Provided text >>
┌──

Opinion
C.A. Case No. 19248, T.C. Case No. 01-CR-4151.
Rendered September 6, 2002.
(Criminal Appeal from Common Pleas Court).
MATHIAS H. HECK, JR., Prosecuting Attorney, By: ANDREW T. FRENCH, Assistant Prosecuting Attorney, Atty. Reg. #0069384, Appellate Division, Dayton, Ohio, Attorneys for Plaintiff-Appellant.
ARVIN S. MILLER, Atty. Reg. #0016355, Assistant Public Defender, Law Office of the Public Defender, Dayton, Ohio, Attorney for Defendant-Appellee.
OPINION
{¶ 1} Plaintiff-appellant the State of Ohio appeals from an order suppressing evidence. The State contends that the trial court erred by suppressing the evidence because, when the evidence adduced at the suppression hearing is viewed in a light most favorable to defendant-appellee James Jones, the trial court could only reasonably find that the incriminating nature of the evidence felt by the police officer during a pat-down was immediately apparent.
{¶ 2} Although the issue is close, we conclude otherwise. Accordingly, the judgment of the trial court is Affirmed.
I
{¶ 3} The trial court made the following findings of fact:
{¶ 4} "On December 7, 2001, Officer Sean Emerson, an officer on the DMHA Task Force, was patrolling an area between Germantown Street and Stewart Street on Danner Avenue. At roll call that evening, Detective August alerted the officers on patrol in that vicinity of increased drug activity at 819 Danner Ave. During patrols, Officer Emerson noticed two people, a male, later identified as the Defendant, and a female, sitting on the back porch at 819 Danner Avenue. After seeing the same two people sitting on the porch on a subsequent patrol, Officer Emerson then approached the two notifying other officers in the area that he was going to conduct a Field Interrogation. . . . Upon attempting to approach, both people left the porch and proceeded to walk south on Danner toward Stewart Street. Next, the female then began to walk southwest on Danner and the Defendant proceeded south.
{¶ 5} "Officer Emerson followed the Defendant and asked if he could talk with him. The Defendant, now turned and looking at Officer Emerson, put his hand behind his back. Officer Emerson, fearing for his safety, unsnapped and drew his weapon. Further, he requested that the Defendant put his hands where they could be seen. In response, the Defendant raised his hands with his wallet in the hand that had been behind his back. Officer Emerson then asked if he could conduct a pat down search of the Defendant for his own safety. While testimony on the response is conflicting, the Court finds Officer Emerson's testimony more credible and, therefore, finds that the Defendant consented to a pat down search. Upon the pat down search, Officer Emerson felt a long, hard object in the Defendant's pocket that he immediately knew to be a knife. This instrument was removed from the Defendant's pocket for the safety of Officer Emerson.

└──

Extracted entries >>

┌──

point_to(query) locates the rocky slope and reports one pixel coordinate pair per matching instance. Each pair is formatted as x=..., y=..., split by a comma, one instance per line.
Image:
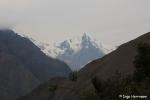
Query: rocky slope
x=23, y=66
x=120, y=60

└──

Prompt >> Please reproduce, word for word, the stretch of the court opinion from "(Criminal Appeal from" through "Attorney for Defendant-Appellee.".

Task answer >>
(Criminal Appeal from Common Pleas Court).
MATHIAS H. HECK, JR., Prosecuting Attorney, By: ANDREW T. FRENCH, Assistant Prosecuting Attorney, Atty. Reg. #0069384, Appellate Division, Dayton, Ohio, Attorneys for Plaintiff-Appellant.
ARVIN S. MILLER, Atty. Reg. #0016355, Assistant Public Defender, Law Office of the Public Defender, Dayton, Ohio, Attorney for Defendant-Appellee.